Please copy word for word the part of the entries that opens with the line containing "Return the outline" and closes with the line containing "Holes follow the even-odd rule.", both of those lines included.

### Records supplied
⟨
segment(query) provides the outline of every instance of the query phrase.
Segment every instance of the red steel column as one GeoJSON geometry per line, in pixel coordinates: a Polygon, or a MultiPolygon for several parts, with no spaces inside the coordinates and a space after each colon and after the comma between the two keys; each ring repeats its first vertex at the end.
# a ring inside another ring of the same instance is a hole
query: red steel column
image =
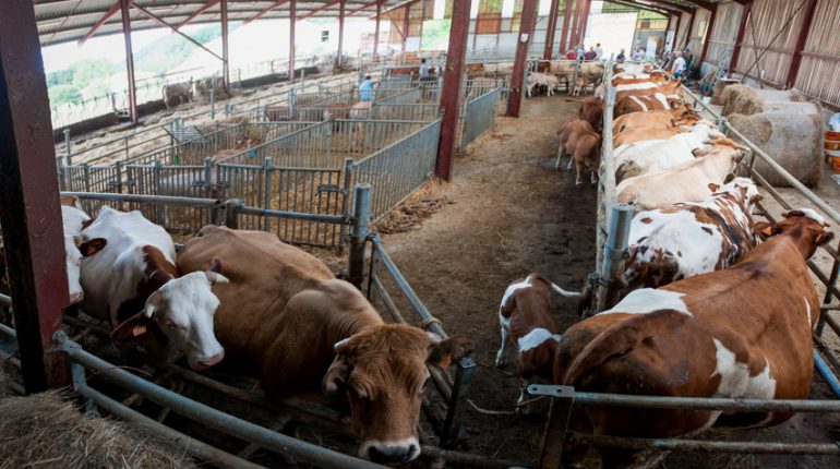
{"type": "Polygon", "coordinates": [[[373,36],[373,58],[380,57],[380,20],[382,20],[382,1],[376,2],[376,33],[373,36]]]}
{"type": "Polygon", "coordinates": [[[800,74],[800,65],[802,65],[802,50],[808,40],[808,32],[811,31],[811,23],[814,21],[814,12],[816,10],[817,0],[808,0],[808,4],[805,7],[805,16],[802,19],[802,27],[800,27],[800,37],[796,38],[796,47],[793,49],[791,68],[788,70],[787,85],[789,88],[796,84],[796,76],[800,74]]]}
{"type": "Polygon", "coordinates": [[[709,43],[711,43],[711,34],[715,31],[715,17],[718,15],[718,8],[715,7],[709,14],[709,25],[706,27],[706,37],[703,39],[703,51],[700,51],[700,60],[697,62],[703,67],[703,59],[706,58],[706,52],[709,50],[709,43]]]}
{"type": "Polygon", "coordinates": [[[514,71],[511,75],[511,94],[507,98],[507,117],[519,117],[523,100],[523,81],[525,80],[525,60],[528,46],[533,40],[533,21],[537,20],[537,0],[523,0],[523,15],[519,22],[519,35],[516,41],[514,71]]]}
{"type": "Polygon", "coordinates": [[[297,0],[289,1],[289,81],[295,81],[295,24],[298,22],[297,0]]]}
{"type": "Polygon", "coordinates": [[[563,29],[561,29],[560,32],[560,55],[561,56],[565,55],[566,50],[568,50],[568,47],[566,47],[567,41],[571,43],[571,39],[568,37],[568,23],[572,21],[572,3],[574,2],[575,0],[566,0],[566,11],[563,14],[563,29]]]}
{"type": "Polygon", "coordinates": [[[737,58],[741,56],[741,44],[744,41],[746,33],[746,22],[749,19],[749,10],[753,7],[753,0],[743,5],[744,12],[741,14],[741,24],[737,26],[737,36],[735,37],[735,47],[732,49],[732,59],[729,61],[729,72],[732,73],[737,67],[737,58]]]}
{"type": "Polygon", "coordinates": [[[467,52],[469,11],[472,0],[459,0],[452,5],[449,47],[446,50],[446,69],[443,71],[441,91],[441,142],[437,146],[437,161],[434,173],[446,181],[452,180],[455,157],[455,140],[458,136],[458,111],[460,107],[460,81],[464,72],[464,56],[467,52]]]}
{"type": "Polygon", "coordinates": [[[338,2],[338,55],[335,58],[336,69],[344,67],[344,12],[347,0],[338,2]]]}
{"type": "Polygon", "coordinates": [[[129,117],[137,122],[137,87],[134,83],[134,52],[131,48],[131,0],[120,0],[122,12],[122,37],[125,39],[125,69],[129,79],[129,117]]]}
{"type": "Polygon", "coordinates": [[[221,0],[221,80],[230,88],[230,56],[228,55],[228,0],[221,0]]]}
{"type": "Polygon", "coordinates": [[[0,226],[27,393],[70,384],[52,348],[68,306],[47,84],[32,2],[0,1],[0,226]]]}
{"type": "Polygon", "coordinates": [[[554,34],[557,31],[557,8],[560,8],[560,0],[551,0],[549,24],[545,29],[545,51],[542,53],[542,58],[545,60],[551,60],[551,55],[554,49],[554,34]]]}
⟩
⟨
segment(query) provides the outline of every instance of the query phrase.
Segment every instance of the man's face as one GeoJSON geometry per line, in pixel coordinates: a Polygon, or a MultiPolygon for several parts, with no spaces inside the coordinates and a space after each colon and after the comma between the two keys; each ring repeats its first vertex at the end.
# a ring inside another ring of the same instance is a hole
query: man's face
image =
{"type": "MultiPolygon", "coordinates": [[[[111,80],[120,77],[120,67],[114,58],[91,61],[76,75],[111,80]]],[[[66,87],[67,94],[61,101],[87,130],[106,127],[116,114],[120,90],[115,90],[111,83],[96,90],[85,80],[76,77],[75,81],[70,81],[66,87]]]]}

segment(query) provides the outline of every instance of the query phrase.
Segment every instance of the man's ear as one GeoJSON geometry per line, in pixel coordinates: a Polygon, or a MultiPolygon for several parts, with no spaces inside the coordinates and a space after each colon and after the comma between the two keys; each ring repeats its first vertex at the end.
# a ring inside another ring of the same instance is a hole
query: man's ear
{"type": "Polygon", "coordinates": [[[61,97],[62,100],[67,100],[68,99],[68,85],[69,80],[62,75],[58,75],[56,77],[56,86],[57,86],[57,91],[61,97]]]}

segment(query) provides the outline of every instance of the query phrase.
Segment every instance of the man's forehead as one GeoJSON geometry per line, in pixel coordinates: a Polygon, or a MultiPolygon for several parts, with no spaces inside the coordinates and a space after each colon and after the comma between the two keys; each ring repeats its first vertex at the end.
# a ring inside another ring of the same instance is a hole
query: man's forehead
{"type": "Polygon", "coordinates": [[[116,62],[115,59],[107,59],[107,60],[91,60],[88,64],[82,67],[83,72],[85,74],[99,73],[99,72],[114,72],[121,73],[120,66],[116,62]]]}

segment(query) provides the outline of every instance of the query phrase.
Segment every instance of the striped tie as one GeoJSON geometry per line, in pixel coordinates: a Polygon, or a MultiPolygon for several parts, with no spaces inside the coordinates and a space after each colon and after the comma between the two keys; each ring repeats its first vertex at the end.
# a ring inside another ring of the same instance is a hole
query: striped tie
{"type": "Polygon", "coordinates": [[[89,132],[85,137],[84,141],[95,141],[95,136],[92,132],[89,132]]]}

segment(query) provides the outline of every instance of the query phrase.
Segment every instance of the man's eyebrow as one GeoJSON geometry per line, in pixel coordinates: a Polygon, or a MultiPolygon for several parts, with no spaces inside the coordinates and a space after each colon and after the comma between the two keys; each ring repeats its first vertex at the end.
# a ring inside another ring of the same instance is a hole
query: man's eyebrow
⟩
⟨
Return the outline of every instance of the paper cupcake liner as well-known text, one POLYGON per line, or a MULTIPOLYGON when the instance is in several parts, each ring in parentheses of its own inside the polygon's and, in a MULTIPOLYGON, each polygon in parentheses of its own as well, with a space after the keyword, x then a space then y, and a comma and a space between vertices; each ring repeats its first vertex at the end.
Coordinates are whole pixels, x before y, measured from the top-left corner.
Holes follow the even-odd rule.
⟩
### Result of this exercise
Return the outline of every instance of the paper cupcake liner as well-known text, one POLYGON per line, or a MULTIPOLYGON when the instance is in several parts, each ring in parentheses of its own inside the polygon's and, in a MULTIPOLYGON, each polygon in parentheses of its own as well, with a space after the keyword, x then a space then y, and a comma and a space between vertices; each ring repeats its first vertex at the end.
Coordinates are whole pixels, x before y, measured from the top-left corner.
Holes follow the even-odd rule.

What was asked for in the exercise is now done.